» SET EXERCISE:
Quote the material exactly from the line that contains "Could you indicate the curtain" through its last line. Any pictures are to be left out.
═══
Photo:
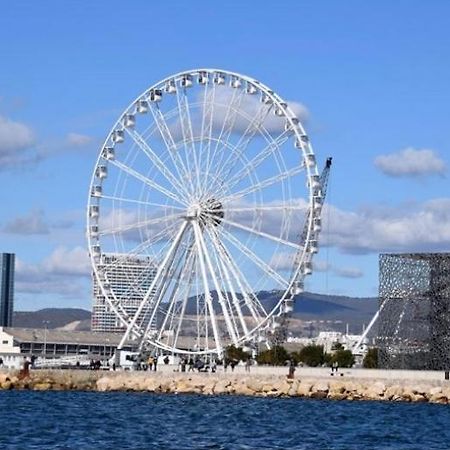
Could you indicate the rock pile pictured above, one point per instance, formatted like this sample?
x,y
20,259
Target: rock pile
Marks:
x,y
224,384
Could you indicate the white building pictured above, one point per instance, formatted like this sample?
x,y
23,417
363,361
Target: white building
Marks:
x,y
9,353
126,280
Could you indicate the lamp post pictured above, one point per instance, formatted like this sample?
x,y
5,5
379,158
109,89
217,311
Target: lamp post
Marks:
x,y
45,322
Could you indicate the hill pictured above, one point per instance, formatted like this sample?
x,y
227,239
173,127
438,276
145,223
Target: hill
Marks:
x,y
308,307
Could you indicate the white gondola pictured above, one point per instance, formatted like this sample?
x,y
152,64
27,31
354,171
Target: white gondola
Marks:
x,y
94,211
290,124
155,95
280,110
313,246
251,89
109,153
317,224
186,81
296,288
219,78
96,250
266,99
288,306
202,78
102,172
310,160
170,87
94,231
275,324
129,121
142,106
314,182
235,82
317,203
307,268
118,136
96,191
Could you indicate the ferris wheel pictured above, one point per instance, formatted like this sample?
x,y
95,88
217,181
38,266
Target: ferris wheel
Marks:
x,y
204,213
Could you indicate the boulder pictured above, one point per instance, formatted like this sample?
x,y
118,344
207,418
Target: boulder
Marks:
x,y
321,386
304,389
6,385
254,385
103,384
42,386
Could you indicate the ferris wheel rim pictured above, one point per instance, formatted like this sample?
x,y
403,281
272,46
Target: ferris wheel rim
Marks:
x,y
297,129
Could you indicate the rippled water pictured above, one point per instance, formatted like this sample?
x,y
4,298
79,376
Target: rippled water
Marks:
x,y
84,420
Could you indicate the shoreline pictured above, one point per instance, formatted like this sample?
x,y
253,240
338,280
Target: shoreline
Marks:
x,y
364,385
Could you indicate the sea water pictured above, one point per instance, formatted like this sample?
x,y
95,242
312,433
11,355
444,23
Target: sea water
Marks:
x,y
88,420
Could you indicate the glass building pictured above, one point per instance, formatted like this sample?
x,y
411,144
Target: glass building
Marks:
x,y
6,289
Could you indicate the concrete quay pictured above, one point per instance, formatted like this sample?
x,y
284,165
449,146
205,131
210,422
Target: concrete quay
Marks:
x,y
353,384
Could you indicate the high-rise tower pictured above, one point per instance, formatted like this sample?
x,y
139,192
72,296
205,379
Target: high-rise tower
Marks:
x,y
6,288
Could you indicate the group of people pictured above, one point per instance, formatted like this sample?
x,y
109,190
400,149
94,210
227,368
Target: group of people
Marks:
x,y
95,365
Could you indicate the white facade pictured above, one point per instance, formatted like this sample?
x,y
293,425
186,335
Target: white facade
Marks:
x,y
126,280
9,353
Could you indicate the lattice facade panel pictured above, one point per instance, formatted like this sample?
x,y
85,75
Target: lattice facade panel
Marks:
x,y
414,320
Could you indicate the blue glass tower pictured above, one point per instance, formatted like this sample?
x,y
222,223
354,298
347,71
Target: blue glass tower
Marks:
x,y
6,288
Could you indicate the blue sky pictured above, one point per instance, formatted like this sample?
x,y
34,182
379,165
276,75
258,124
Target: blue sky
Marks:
x,y
372,75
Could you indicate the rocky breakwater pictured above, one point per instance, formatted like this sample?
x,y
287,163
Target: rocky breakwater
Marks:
x,y
229,384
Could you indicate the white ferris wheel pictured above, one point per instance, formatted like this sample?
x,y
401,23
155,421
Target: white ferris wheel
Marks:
x,y
208,184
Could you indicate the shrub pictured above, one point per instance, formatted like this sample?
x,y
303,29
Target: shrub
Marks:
x,y
370,361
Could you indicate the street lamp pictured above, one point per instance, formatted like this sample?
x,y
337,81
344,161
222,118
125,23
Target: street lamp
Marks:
x,y
45,322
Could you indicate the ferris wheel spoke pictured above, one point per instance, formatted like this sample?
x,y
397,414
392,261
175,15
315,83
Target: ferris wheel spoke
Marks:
x,y
226,130
222,301
188,137
220,274
251,301
206,130
169,142
256,259
139,140
253,164
207,292
142,224
264,184
221,259
143,179
260,233
173,298
162,271
140,202
255,125
260,207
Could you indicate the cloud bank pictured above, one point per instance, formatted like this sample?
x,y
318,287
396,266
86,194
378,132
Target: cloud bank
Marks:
x,y
411,162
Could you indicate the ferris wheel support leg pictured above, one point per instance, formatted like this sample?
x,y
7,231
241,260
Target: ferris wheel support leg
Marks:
x,y
206,287
221,258
222,301
159,272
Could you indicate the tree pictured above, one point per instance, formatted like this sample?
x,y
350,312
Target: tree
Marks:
x,y
276,356
236,354
370,361
312,355
344,358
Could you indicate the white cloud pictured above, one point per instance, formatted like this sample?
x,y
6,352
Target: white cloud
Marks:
x,y
348,272
411,162
61,273
78,140
16,142
407,228
32,223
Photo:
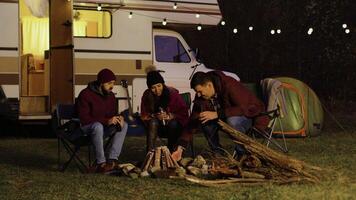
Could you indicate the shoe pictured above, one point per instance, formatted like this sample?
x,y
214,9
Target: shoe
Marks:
x,y
102,168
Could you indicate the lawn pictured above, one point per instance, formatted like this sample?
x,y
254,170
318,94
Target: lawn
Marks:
x,y
28,170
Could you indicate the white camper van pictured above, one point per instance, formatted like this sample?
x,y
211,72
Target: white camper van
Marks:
x,y
125,36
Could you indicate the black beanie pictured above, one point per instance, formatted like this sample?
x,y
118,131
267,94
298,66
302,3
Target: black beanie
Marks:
x,y
154,77
106,75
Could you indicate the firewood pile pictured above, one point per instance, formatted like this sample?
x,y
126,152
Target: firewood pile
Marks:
x,y
261,165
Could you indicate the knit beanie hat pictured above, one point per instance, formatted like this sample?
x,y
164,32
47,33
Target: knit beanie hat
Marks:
x,y
106,75
154,77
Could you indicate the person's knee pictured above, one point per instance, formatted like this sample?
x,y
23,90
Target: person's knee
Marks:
x,y
173,124
153,123
97,128
123,129
239,123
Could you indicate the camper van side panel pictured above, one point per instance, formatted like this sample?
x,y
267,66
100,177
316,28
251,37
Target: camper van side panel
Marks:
x,y
9,48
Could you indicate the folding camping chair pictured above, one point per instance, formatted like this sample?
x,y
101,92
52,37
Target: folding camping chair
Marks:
x,y
188,101
70,135
275,105
267,134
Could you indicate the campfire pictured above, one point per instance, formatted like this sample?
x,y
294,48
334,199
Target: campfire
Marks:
x,y
260,165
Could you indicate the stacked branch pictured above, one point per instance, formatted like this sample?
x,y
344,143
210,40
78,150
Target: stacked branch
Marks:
x,y
275,165
159,160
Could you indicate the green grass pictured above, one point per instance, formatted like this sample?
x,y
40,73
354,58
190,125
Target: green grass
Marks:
x,y
28,170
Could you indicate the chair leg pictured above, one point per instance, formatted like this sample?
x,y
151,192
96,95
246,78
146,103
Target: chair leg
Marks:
x,y
192,148
271,140
58,153
79,163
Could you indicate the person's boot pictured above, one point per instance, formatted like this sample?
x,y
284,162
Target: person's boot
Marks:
x,y
152,134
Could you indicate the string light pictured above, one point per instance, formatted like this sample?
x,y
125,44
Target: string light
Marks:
x,y
164,22
99,7
199,27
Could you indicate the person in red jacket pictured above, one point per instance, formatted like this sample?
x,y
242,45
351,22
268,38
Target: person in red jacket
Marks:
x,y
221,97
97,111
163,111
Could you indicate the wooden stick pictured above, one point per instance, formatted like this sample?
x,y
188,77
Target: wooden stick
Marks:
x,y
273,158
157,163
147,163
163,159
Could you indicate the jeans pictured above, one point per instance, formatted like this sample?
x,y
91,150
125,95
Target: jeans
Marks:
x,y
172,130
98,132
211,128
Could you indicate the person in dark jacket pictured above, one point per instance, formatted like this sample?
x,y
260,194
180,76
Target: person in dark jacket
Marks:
x,y
98,117
163,111
221,97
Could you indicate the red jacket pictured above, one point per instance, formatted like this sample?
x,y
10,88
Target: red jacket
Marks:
x,y
94,106
234,99
176,105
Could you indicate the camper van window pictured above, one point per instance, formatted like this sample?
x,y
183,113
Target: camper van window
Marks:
x,y
170,49
92,23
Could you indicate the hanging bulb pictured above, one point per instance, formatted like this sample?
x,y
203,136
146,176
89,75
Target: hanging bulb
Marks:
x,y
199,27
99,7
164,22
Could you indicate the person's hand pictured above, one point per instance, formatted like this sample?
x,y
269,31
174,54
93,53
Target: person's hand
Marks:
x,y
162,116
177,155
114,120
207,115
121,120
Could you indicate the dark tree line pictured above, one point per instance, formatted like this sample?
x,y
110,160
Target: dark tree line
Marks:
x,y
325,60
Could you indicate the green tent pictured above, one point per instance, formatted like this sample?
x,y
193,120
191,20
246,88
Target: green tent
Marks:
x,y
304,113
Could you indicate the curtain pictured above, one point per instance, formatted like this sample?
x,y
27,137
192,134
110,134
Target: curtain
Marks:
x,y
80,28
35,35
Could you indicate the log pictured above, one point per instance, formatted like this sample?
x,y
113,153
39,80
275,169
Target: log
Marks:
x,y
163,159
148,160
194,179
278,161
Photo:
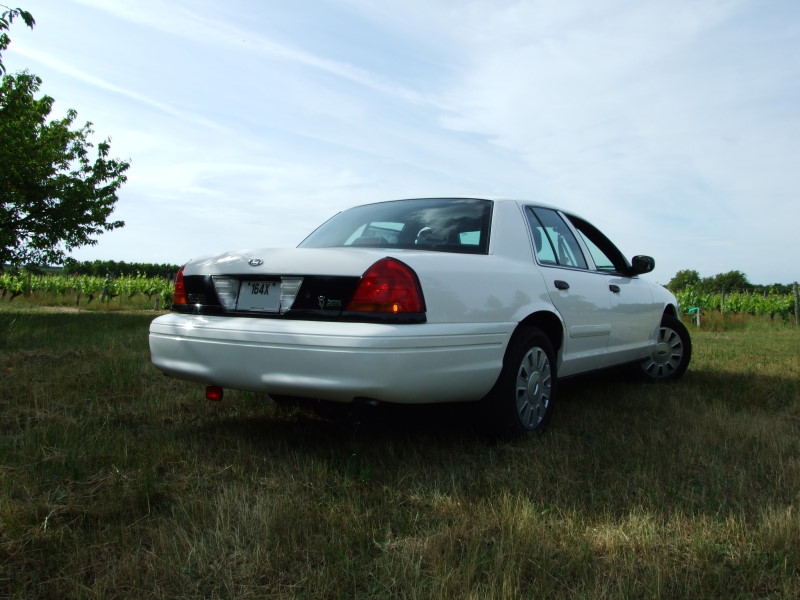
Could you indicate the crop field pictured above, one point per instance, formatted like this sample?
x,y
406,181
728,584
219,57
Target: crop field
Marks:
═══
» RESULT:
Could you indicate the curtain pictured above, one point per instance, formatted like this sample?
x,y
27,137
192,134
110,134
Target: curtain
Marks:
x,y
80,28
35,35
Could you indicate the log pictured above, one point per instance, formatted like this sample?
x,y
113,153
39,80
275,169
Target: log
Marks:
x,y
163,159
148,160
194,179
278,161
Photo:
Could you indicate the crop field pictured above, one point per instance, formatted like this sample?
x,y
406,181
728,584
219,57
Target: crop field
Marks:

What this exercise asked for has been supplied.